Anonymous wrote:OP, I am in the same place. We are going to try to go back - we have tried, Episcopal, Methodist, etc. and I have never felt at home there. My dad is dying and I need the comfort of the church, despite having the same major disagreements.
Anonymous wrote:Anonymous wrote:Anonymous wrote:
No suggestion at all. Plaintiff’s practice is a business and plaintiff’s lawyers follow the money.
But the point is not that all institutions have problems, churches included. The point is that poster after poster has cited sex abuse as a reason to attack only the Catholic Church, to reject the moral authority of only the Catholic Church, to dissuade the OP from only the Catholic Church, and to propose as options other organizations that have had issues of their own, as if those issues somehow don’t matter but the ones in the Catholic Church do. That is fundamentally illogical and logically fallacious.
A person who wants to disagree with specific Church teachings should do themselves the favor of at least fully understanding what they claim to disagree with. How many posters here who disagree with the Church on “reproductive” issues have read Humanae Vitae or the Declaration on Procured Anortion? How many who assert that women should be Catholic priests have studied Ordinatio Sacerdotalis? How many critics of the church have even opened a copy of the Catechism?
The Church is unpopular because its teachings call people to account. The Church is vilified not because it is wrong, but because it is right, and the knowledge that they are not living the best lives they can wounds its critics.
Oh! Oh! Meeee!!!! Meee!!!!
19 years of Catholic education. Read and tested on Humanae Vitae. (Although I didn't read the declaration on procured abortion) Lots of tests on various parts of the catechism. I can even speak intelligently about Ex Corde Ecclesiae and what that does and doesn't mean for faculty in Catholic Universities and at Catholic campus health centers. And I can understand a more Latin than your average bear.
It's offensive and facile to assume that anyone who disagrees with the Catholic church just doesn't "really understand"
The very vast preponderance of people, especially on DCUM, who despise, deride, defame and claim to “disagree” with Church teaching haven’t got the faintest clue what they actually claim to oppose.
Anonymous wrote:Anonymous wrote:Anonymous wrote:What nearly everybody is missing yet it's fundamental is the FAITH part. What do you believe in your heart?

**Supplied entries:**
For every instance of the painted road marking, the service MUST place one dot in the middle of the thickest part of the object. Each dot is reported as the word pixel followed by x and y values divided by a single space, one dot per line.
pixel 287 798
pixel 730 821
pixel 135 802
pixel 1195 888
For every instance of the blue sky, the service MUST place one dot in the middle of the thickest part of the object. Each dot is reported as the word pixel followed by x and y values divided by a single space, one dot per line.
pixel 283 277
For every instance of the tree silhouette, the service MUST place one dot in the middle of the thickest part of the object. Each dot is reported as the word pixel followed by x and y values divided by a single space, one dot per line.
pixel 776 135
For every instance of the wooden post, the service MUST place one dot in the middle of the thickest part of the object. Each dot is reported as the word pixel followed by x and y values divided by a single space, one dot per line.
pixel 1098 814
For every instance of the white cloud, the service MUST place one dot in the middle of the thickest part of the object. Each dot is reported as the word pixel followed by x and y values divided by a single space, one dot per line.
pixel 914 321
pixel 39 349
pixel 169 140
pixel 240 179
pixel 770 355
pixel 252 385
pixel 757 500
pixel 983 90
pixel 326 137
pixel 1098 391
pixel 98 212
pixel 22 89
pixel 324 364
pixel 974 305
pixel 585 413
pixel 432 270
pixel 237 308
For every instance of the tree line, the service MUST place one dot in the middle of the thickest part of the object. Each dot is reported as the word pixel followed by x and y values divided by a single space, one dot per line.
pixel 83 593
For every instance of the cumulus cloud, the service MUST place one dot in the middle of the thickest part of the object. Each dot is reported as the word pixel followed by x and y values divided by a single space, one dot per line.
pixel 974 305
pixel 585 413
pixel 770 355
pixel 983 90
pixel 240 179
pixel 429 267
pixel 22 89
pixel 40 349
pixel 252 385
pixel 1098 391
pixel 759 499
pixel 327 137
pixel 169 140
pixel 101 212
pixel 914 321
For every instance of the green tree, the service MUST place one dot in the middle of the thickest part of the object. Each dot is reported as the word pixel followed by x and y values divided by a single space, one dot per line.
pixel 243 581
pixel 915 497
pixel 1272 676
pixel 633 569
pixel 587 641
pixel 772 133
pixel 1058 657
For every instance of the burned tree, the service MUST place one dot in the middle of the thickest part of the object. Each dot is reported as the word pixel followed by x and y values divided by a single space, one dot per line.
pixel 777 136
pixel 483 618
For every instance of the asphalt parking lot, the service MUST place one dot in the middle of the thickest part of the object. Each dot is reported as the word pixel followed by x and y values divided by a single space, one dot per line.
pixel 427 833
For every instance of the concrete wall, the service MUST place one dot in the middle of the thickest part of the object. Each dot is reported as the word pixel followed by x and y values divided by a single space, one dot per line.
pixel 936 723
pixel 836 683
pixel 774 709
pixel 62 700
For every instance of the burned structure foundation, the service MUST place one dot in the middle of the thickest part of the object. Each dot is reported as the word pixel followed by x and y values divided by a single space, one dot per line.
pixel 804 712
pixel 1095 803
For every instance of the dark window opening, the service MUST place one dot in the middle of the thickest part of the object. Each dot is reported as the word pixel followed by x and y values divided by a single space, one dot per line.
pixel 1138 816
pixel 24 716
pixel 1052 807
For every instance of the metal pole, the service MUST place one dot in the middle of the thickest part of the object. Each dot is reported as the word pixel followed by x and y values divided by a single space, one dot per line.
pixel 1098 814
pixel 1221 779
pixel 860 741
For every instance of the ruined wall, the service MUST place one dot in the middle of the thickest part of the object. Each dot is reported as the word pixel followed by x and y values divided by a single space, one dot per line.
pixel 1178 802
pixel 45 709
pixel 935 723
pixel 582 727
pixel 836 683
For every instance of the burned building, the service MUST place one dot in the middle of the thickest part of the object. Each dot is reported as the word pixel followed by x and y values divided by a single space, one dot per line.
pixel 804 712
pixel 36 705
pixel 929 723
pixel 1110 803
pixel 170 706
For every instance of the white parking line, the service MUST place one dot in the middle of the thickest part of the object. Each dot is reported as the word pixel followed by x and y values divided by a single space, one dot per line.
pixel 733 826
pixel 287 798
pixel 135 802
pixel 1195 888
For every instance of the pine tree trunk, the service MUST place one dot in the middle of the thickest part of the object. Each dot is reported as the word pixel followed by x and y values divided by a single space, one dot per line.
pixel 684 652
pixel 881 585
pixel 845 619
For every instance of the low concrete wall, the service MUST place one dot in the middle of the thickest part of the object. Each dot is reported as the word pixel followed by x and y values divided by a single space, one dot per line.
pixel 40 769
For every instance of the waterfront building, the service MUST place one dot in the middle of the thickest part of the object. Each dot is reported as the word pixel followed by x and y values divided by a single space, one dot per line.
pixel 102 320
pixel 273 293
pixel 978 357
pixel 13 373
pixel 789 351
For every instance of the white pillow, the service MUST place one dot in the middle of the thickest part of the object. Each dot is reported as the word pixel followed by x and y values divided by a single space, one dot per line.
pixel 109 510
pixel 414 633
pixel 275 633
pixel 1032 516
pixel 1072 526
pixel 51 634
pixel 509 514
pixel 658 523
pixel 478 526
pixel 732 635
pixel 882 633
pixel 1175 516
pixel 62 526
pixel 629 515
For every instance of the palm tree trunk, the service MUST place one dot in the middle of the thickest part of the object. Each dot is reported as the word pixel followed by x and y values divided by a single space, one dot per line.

**Problems to solve:**
**1)** In the forum discussion about the Catholic Church, why does one poster call the others' argument about sex abuse illogical? Answer in one to three sentences.
**2)** Decide whether each statement agrees with the forum discussion about the Catholic Church, answering yes or no and quoting the deciding words:
(a) The first poster felt at home in the Episcopal and Methodist churches.
(b) The poster with 19 years of Catholic education read Humanae Vitae but not the declaration on procured abortion.
(c) One poster claims plaintiff's lawyers follow the money.
**3)** Please write the next part of the forum discussion about the Catholic Church, picking up after its final line.

**Numbered answers:**
**1)** Posters have cited sex abuse as a reason to attack and reject only the Catholic Church. At the same time, they propose other organizations that have had issues of their own, as if those issues don't matter but the Catholic Church's do.

**2)**
(a) No: "I have never felt at home there."
(b) Yes: "Read and tested on Humanae Vitae. (Although I didn't read the declaration on procured abortion)"
(c) Yes: "plaintiff’s lawyers follow the money."

**3)**
Do you believe that God is fully present body, blood, soul, and divinity in the Eucharist? If so then you could never be anything other than Catholic since it is the only faith that professes that. Those who don't believe that were never faithfully Catholic to begin with or they would never have thought they could find it in another religion.
Your terminology is weak but the Catholics, Eastern Orthodox, Oriental Orthodox, and members of the Church of the East are in agreement on the nature of the Sacrament.
But the Protestant churches are not. Rarely do people stop attending the Roman Catholic Church on principle and move to an Orthodox Church. I think the argument is a Roman Catholic believer would not move to an Episcopal church and think it was the same thing minus the hierarchy/magisterium.
Anonymous wrote:Anonymous wrote:Op - if there was a local restaurant that made the most delicious dish ever but you found out they had been doing and supporting all the things the Catholic Church does - would you still eat there? There’s your answer.
False analogy. The Church is not a restaurant selling a fungible product.
Anonymous wrote:Anonymous wrote:What nearly everybody is missing yet it's fundamental is the FAITH part. What do you believe in your heart?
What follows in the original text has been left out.